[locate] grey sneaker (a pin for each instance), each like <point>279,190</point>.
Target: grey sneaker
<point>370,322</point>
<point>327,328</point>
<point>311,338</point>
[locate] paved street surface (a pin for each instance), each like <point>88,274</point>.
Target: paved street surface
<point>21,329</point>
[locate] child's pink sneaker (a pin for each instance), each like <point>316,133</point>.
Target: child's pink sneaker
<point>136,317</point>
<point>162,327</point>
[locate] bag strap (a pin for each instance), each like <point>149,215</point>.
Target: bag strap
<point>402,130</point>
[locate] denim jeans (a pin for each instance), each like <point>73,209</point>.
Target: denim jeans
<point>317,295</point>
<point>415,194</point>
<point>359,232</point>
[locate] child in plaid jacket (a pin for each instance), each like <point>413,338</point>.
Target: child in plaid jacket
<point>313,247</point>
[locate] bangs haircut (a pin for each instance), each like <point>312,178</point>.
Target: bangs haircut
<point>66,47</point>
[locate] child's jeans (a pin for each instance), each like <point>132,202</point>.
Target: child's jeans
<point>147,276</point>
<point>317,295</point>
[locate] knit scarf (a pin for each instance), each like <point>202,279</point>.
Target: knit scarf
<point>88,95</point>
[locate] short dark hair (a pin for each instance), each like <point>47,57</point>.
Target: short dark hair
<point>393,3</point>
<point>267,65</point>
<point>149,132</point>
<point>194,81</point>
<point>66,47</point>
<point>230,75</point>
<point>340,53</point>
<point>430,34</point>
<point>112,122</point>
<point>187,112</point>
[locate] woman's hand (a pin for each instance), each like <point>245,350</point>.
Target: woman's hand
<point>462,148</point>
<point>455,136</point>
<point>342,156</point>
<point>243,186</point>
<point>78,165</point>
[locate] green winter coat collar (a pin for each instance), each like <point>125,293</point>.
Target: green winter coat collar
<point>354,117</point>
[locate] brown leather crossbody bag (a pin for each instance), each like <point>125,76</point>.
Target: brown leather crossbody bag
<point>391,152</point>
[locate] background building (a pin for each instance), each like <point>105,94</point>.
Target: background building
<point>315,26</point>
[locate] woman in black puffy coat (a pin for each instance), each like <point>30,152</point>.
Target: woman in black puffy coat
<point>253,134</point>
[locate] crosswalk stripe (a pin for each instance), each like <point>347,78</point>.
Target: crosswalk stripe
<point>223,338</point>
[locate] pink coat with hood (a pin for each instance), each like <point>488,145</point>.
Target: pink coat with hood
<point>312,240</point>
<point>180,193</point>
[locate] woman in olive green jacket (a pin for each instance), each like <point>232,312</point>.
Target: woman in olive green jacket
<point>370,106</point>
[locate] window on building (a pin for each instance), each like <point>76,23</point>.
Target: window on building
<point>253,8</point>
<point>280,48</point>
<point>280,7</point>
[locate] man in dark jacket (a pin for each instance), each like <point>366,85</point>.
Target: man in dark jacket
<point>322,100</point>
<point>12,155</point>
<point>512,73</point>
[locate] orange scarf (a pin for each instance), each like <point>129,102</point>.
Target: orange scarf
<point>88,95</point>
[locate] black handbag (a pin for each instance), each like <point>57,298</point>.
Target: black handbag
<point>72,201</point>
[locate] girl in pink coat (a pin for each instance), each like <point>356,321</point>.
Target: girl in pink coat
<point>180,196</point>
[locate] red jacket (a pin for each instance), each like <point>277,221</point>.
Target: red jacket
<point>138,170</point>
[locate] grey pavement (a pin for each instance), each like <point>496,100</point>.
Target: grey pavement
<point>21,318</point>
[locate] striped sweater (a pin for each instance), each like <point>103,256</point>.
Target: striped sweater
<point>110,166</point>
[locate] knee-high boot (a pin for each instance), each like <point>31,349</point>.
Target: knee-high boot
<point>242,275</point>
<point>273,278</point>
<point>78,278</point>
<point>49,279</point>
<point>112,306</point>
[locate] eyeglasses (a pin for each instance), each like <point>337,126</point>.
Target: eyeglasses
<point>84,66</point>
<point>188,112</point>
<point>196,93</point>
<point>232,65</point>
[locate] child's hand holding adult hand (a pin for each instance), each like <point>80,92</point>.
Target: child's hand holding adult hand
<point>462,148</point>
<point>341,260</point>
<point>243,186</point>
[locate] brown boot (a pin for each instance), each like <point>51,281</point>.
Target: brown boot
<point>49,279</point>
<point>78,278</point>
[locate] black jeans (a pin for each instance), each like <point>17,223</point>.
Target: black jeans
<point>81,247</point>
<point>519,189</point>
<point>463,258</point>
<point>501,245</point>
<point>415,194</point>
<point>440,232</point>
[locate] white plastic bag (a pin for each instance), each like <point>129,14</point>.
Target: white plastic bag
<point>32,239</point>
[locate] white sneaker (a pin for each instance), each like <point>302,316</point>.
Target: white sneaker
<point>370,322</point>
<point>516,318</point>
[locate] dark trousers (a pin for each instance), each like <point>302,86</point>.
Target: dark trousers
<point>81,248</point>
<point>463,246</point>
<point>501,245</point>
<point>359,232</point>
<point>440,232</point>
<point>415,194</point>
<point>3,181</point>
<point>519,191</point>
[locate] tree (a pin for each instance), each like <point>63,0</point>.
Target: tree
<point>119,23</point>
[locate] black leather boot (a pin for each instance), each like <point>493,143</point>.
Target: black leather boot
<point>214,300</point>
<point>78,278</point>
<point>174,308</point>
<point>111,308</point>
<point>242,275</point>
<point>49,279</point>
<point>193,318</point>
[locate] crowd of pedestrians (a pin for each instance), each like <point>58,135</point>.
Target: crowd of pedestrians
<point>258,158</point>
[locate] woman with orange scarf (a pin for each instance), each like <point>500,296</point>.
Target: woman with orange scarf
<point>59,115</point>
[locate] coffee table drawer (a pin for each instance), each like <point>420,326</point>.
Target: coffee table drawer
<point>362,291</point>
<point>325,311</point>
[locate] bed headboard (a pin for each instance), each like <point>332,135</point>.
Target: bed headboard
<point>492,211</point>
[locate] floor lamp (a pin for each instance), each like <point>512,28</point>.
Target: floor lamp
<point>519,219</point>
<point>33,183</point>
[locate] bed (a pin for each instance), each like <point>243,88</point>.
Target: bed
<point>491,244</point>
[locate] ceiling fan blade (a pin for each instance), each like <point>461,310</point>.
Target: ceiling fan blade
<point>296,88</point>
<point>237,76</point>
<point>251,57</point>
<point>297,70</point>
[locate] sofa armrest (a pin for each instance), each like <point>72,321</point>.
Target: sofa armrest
__________________________________________________
## EXERCISE DETAILS:
Of the entries listed above, reproduce only the lines starting at the line containing "Target: bangs haircut" and ending at the line containing "[locate] pink coat". Include both, exactly as they stand.

## REPLY TO THE EXERCISE:
Target: bangs haircut
<point>66,47</point>
[locate] child's jeans (a pin for each instance), each like <point>132,202</point>.
Target: child's jeans
<point>147,276</point>
<point>317,295</point>
[locate] knit scarf (a pin for each instance), each like <point>202,279</point>.
Target: knit scarf
<point>88,95</point>
[locate] short dark hair (a pin for each instance), each like <point>47,57</point>.
Target: short dark hair
<point>393,3</point>
<point>267,65</point>
<point>149,132</point>
<point>194,81</point>
<point>66,47</point>
<point>230,75</point>
<point>340,53</point>
<point>430,34</point>
<point>112,122</point>
<point>187,112</point>
[locate] woman's hand (a pin for each instance), each like <point>245,350</point>.
Target: woman's hand
<point>462,148</point>
<point>455,136</point>
<point>342,156</point>
<point>243,186</point>
<point>78,165</point>
[locate] green winter coat collar (a pin for each instance), each like <point>125,293</point>.
Target: green winter coat collar
<point>354,117</point>
[locate] brown leather crossbody bag (a pin for each instance), each like <point>125,76</point>.
Target: brown leather crossbody bag
<point>391,152</point>
[locate] background building (a pin for each instance), each like <point>105,94</point>.
Target: background building
<point>315,26</point>
[locate] woman in black puffy coat (a pin for each instance), each like <point>30,152</point>.
Target: woman in black puffy coat
<point>253,134</point>
[locate] crosswalk stripe (a pin for each instance), each like <point>347,78</point>.
Target: crosswalk stripe
<point>223,338</point>
[locate] pink coat with hood (a pin for each instance), each like <point>488,145</point>.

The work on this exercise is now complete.